[Written task]
Copy out each line in the items below that contains the string "white", matching case exactly.

[Supplied records]
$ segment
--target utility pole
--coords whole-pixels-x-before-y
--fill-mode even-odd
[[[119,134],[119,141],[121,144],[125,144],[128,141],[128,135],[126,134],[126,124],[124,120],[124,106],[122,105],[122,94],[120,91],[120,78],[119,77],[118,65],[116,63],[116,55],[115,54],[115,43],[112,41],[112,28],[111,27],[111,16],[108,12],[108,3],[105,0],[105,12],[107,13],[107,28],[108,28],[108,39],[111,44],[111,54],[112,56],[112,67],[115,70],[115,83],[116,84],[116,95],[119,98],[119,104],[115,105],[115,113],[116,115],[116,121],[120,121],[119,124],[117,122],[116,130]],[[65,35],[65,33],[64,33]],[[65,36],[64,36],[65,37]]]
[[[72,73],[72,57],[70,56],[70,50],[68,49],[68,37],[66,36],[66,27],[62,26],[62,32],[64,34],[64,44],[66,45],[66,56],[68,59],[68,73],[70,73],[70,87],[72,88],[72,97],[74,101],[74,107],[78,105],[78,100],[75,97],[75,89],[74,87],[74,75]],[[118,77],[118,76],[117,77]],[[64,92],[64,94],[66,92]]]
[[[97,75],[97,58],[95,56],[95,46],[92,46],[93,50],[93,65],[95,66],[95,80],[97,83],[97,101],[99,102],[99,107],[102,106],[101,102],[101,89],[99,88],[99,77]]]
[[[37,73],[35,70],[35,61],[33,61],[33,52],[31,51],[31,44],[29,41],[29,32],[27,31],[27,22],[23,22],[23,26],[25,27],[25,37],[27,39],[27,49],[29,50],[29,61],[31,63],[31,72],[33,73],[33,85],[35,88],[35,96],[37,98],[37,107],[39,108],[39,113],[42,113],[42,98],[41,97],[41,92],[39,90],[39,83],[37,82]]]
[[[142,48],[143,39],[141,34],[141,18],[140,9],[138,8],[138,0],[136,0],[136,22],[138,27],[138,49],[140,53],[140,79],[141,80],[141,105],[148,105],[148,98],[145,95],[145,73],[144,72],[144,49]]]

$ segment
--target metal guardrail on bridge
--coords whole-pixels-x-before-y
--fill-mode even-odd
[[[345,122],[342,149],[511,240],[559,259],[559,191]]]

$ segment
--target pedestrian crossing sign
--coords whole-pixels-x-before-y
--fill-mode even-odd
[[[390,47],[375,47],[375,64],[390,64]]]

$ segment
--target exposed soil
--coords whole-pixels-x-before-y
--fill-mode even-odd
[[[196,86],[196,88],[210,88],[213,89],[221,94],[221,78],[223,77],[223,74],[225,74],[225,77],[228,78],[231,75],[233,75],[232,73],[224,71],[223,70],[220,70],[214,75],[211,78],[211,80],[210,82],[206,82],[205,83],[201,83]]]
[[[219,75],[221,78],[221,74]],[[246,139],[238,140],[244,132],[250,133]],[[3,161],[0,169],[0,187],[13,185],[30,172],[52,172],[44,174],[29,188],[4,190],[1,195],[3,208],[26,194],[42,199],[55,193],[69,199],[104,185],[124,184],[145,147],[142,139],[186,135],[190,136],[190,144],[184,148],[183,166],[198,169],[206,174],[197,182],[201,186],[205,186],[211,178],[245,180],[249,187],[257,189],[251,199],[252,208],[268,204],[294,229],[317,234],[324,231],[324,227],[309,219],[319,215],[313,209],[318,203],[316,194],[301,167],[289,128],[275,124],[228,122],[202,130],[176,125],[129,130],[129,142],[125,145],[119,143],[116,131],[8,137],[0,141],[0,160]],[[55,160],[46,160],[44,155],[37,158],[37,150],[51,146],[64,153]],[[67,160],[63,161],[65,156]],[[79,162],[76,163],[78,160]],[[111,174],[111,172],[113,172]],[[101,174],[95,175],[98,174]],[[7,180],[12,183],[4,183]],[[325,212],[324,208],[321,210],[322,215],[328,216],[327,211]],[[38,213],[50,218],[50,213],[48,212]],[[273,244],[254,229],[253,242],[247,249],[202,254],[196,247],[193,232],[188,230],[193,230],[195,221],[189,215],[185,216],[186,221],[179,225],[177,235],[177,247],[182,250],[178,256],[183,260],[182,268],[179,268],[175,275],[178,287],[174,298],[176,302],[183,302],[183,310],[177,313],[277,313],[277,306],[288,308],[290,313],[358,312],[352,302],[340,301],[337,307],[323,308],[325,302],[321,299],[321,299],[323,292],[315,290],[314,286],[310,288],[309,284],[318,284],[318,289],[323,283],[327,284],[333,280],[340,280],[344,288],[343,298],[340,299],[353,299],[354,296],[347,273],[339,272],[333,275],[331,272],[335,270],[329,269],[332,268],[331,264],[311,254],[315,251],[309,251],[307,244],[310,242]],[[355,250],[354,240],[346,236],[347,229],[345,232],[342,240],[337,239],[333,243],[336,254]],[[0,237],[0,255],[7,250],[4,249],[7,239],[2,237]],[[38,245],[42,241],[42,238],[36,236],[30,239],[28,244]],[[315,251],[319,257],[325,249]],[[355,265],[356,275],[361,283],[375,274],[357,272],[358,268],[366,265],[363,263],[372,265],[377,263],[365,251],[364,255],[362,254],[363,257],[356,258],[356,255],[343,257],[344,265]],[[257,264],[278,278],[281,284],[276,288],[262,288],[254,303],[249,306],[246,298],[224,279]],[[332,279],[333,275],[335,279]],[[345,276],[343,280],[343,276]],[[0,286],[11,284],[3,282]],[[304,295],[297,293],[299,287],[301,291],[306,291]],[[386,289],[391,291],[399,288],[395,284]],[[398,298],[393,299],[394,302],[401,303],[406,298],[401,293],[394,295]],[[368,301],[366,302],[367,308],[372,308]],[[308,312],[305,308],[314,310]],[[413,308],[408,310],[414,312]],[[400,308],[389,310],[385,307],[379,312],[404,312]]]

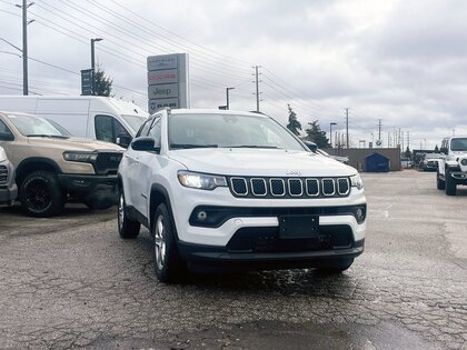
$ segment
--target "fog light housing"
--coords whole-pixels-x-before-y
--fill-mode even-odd
[[[355,216],[355,219],[357,219],[358,223],[362,223],[367,216],[367,208],[364,206],[356,207],[354,211],[354,216]]]
[[[196,218],[198,219],[198,221],[205,221],[206,219],[208,219],[208,213],[203,210],[198,211]]]

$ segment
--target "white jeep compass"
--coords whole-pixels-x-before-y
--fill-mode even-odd
[[[364,251],[367,206],[357,171],[310,152],[274,119],[161,110],[119,171],[118,229],[153,238],[158,279],[196,271],[324,268]]]

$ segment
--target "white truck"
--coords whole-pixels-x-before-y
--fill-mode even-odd
[[[135,103],[97,96],[0,96],[0,110],[43,117],[74,137],[125,148],[149,116]]]
[[[436,187],[456,196],[457,184],[467,184],[467,137],[445,138],[438,161]]]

[Finished answer]
--target "white jeep compass"
--target "white truck"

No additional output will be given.